──────── Исходный отрывок ────────

Иногда посреди работы со мной вдруг случается такой приступ, заставляющий противиться толкающей меня силе; на меня нападает странная стилистическая хромота, я не могу выразить, что хочу.
Вот почему мой стиль часто приобретает ненавистную мне деланность, а то вдруг наоборот, раскрепощается. Эти судороги, которые я ощущаю в своих органах, являются отголоском тайных нервных тиков, которыми в детстве заклинаешь судьбу.
Даже теперь, когда я о них пишу, они меня не оставляют. Я пытаюсь их преодолеть. Я о них спотыкаюсь, увязаю, начинаю в них путаться. Я хотел бы стряхнуть с себя колдовство. Но нет, это наваждение сильней меня.
Я тешу себя мыслью, будто могу очертить границы того, от чего пытаюсь освободиться, хотя и безуспешно, — но не исключено, что эта сила противится моему освобождению и определяет многие вещи, вплоть до собственной формы.
Вот я и определил, в чем состоит для меня трудность писать, которая мучит меня и из-за которой я предпочитаю беседу.
Мое перо бедно словами. Я верчу их, переставляю с места на место. А мысль бежит впереди. Иногда она вдруг замрет и обернется, и смотрит, как я тащусь следом. Это выводит ее из терпения. И она уносится прочь. Я теряю ее из виду.

────────

Задание 1: Обновите отрывок о трудности письма: приведите заново всё от «Я тешу себя» и до «я предпочитаю беседу.», поставив «сложность» вместо «трудность».
Отрывок и строки никак не связаны друг с другом.

──────── Предоставленные данные ────────

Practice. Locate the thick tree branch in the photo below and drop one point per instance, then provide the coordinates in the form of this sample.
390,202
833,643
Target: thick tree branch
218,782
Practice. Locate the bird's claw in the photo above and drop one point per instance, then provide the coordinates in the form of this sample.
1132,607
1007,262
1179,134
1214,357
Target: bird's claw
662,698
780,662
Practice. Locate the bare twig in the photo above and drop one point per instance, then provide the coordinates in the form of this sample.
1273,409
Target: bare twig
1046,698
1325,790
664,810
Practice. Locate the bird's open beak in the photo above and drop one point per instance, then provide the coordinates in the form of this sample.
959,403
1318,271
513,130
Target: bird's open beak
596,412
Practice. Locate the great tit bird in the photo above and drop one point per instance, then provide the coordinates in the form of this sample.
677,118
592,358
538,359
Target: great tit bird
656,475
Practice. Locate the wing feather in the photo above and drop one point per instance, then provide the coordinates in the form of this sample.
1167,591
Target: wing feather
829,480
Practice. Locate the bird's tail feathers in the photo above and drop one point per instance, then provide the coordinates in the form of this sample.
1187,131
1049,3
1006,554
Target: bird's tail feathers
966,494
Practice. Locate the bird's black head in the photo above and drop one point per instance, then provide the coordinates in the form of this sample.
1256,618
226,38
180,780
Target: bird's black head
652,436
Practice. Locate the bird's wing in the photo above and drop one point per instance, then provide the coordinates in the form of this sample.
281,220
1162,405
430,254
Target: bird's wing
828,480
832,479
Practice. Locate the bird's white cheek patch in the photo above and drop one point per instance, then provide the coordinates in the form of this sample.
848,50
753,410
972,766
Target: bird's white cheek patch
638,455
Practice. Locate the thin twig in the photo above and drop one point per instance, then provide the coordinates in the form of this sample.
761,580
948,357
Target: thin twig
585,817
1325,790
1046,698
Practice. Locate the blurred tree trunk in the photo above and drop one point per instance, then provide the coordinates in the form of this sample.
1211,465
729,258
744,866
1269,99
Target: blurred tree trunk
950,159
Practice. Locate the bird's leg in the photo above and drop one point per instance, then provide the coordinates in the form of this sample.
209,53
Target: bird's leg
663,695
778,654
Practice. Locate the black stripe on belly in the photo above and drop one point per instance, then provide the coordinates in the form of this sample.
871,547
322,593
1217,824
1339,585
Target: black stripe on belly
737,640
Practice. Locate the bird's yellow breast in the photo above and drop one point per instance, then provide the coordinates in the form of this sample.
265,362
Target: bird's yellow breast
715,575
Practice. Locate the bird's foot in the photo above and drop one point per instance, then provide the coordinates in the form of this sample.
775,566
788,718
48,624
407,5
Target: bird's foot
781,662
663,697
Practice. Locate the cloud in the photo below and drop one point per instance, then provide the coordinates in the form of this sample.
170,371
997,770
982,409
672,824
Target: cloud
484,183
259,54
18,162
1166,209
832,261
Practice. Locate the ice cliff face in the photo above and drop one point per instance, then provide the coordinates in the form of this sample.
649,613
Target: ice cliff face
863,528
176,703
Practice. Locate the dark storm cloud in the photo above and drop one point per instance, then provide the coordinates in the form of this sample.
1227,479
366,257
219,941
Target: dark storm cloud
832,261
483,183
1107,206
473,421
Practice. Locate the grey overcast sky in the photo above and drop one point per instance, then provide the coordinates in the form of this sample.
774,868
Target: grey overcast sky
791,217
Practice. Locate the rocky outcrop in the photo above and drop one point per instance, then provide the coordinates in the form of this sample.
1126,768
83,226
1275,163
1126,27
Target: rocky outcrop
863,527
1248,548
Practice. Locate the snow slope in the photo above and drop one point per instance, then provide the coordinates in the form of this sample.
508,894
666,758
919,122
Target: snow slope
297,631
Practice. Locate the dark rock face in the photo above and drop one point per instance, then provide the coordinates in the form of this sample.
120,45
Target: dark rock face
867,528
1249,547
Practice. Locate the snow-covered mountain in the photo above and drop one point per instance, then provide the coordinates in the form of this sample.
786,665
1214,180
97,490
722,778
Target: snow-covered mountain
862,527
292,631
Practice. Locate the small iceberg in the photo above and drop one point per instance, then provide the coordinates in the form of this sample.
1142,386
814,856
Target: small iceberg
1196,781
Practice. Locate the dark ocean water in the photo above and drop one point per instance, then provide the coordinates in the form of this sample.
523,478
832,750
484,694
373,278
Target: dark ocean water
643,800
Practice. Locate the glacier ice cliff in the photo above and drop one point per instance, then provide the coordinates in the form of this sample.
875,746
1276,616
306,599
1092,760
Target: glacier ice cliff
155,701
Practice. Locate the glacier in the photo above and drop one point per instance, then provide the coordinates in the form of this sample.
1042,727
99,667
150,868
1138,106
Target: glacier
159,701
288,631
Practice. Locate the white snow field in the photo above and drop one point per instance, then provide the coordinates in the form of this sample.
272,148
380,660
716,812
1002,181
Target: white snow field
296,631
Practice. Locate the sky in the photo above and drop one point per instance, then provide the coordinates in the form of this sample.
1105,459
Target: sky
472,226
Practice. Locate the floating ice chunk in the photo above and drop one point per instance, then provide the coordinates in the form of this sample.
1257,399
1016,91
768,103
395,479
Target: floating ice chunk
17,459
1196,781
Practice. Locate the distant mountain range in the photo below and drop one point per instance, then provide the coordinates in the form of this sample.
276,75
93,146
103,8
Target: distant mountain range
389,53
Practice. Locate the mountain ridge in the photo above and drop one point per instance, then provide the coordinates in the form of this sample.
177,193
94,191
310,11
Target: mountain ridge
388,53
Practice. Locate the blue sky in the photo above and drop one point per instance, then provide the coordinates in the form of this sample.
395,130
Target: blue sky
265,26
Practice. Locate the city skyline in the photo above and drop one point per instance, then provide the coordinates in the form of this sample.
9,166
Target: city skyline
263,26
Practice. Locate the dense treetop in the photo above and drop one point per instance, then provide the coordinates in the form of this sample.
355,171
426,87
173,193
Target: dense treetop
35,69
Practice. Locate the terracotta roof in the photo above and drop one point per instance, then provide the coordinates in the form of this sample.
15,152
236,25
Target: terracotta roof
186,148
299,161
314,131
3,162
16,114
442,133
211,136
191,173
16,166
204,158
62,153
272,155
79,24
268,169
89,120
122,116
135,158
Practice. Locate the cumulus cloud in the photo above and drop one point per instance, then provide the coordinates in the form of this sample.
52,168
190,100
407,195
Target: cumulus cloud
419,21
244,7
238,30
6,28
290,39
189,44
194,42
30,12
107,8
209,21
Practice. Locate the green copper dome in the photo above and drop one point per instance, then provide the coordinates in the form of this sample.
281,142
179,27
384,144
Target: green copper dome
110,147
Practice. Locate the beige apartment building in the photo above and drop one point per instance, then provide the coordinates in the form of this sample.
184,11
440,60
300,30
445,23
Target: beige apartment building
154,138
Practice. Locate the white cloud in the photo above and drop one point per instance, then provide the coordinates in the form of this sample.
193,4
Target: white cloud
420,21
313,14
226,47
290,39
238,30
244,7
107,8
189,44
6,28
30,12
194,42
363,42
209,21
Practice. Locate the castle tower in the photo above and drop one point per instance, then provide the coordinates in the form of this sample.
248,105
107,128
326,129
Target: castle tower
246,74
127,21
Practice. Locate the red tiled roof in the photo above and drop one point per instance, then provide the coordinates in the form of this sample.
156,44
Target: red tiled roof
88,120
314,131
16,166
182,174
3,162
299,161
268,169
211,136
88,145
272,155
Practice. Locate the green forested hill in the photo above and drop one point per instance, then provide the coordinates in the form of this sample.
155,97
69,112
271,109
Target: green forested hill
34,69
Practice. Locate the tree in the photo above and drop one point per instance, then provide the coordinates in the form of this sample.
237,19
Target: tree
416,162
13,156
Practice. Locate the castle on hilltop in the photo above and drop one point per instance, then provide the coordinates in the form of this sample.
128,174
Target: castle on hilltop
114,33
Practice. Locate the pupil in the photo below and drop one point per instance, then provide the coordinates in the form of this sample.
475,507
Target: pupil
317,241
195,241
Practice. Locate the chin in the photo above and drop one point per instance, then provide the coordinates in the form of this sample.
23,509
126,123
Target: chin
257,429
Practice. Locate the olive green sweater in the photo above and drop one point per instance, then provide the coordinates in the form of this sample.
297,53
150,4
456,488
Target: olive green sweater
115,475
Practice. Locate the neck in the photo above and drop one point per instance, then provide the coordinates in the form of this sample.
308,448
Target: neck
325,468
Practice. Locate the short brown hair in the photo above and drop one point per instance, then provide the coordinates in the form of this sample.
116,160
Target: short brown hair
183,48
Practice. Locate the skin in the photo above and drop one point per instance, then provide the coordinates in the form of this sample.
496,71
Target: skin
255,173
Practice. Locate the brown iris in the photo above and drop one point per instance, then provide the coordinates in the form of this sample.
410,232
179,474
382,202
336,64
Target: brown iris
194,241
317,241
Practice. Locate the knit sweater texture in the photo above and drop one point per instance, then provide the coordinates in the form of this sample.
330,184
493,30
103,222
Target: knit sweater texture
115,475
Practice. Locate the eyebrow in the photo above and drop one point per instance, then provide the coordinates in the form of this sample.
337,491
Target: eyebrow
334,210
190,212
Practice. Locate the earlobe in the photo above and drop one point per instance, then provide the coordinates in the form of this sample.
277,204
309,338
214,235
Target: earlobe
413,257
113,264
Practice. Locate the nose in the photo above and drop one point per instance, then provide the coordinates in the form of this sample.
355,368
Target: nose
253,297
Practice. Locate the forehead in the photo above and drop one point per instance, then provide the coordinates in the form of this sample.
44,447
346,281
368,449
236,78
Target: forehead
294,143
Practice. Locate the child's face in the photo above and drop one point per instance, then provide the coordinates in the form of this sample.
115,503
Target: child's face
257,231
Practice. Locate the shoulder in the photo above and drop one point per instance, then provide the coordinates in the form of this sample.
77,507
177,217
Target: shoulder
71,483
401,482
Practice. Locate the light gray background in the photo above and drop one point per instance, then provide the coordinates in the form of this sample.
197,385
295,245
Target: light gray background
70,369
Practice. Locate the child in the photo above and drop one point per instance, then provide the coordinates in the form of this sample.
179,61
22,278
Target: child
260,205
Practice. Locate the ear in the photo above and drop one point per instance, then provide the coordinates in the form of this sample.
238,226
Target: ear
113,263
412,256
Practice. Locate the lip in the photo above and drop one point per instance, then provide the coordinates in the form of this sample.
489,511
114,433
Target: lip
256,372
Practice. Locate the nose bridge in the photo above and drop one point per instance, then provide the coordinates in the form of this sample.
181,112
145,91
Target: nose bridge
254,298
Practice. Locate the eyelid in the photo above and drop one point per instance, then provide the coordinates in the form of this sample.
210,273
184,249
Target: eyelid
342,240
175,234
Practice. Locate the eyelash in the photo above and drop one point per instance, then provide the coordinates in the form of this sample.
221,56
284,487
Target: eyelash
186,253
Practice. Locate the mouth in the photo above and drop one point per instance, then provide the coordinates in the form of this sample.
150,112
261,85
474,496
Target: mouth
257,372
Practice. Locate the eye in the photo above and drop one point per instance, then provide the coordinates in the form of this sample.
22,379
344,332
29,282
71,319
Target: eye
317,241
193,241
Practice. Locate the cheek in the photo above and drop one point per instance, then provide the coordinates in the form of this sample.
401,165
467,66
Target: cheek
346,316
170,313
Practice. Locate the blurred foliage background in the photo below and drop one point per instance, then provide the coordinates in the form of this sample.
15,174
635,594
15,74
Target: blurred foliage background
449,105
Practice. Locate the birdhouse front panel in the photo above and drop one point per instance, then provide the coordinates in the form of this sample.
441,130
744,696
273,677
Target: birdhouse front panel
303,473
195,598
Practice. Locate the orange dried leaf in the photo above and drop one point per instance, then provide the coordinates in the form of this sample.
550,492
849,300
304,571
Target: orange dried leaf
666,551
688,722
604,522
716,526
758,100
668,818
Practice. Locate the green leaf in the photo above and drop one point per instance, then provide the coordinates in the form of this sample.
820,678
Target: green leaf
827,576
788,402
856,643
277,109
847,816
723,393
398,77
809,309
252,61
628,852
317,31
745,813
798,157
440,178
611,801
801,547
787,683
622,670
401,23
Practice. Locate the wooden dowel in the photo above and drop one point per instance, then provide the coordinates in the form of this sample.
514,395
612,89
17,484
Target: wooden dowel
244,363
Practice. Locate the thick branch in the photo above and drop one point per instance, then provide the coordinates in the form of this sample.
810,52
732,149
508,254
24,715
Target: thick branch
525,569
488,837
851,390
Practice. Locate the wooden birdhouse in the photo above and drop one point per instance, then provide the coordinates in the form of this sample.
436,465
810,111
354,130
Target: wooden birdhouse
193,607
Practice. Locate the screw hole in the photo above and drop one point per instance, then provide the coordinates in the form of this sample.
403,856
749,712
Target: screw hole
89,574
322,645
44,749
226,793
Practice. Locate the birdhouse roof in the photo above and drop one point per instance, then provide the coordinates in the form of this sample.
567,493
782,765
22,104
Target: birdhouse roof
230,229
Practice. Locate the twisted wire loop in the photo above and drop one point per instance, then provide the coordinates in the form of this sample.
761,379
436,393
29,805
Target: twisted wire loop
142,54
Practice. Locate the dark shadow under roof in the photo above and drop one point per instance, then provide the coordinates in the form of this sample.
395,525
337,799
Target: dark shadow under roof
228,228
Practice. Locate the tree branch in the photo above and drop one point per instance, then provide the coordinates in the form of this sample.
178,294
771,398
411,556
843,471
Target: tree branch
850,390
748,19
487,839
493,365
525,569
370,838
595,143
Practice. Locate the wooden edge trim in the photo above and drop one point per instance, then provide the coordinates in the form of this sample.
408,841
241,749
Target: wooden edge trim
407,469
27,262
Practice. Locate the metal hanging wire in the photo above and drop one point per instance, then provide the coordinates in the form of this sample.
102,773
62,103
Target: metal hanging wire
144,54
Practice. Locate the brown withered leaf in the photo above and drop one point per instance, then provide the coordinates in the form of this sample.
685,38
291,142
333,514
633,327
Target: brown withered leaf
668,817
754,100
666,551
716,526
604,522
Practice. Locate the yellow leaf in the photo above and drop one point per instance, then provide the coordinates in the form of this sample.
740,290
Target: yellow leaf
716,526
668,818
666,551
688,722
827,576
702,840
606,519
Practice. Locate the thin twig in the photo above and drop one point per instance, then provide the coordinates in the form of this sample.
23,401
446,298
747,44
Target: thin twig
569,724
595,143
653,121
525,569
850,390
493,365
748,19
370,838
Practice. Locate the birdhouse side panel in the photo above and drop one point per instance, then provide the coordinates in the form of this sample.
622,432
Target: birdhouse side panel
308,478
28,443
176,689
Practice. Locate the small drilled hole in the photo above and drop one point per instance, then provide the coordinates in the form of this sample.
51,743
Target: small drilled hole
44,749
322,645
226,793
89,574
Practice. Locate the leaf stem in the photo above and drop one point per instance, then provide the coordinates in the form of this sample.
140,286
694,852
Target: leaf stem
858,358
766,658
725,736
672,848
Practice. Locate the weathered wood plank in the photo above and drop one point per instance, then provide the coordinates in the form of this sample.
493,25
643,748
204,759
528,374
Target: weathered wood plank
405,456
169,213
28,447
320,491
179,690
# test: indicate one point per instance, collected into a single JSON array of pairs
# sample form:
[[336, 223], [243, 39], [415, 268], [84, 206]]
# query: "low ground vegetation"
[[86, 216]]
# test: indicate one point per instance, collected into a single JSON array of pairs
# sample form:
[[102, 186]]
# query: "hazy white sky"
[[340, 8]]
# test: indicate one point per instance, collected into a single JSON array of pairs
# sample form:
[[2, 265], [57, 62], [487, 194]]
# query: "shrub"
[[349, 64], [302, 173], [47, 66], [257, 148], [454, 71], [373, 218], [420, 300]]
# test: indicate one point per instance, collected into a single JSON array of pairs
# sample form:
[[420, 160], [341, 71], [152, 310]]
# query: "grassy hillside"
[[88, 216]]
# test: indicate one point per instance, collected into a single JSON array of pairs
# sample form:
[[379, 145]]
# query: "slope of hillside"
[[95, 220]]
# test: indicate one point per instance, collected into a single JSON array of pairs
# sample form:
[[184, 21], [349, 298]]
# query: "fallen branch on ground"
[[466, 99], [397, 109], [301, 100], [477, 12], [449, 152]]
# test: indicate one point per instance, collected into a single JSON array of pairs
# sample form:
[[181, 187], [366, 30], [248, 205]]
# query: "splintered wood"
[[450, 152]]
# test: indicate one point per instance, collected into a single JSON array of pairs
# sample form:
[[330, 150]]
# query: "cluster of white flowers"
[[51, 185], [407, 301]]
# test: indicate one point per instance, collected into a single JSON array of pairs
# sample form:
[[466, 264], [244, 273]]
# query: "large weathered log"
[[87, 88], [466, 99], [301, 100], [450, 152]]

────────

Задание 2: Соберите все строки, в которых есть слово «open», и выпишите их. Регистр букв учитывается.

Результат выполнения 1:
Я тешу себя мыслью, будто могу очертить границы того, от чего пытаюсь освободиться, хотя и безуспешно, — но не исключено, что эта сила противится моему освобождению и определяет многие вещи, вплоть до собственной формы.
Вот я и определил, в чем состоит для меня сложность писать, которая мучит меня и из-за которой я предпочитаю беседу.

Результат выполнения 2:
Practice. Locate the bird's open beak in the photo above and drop one point per instance, then provide the coordinates in the form of this sample.
Target: bird's open beak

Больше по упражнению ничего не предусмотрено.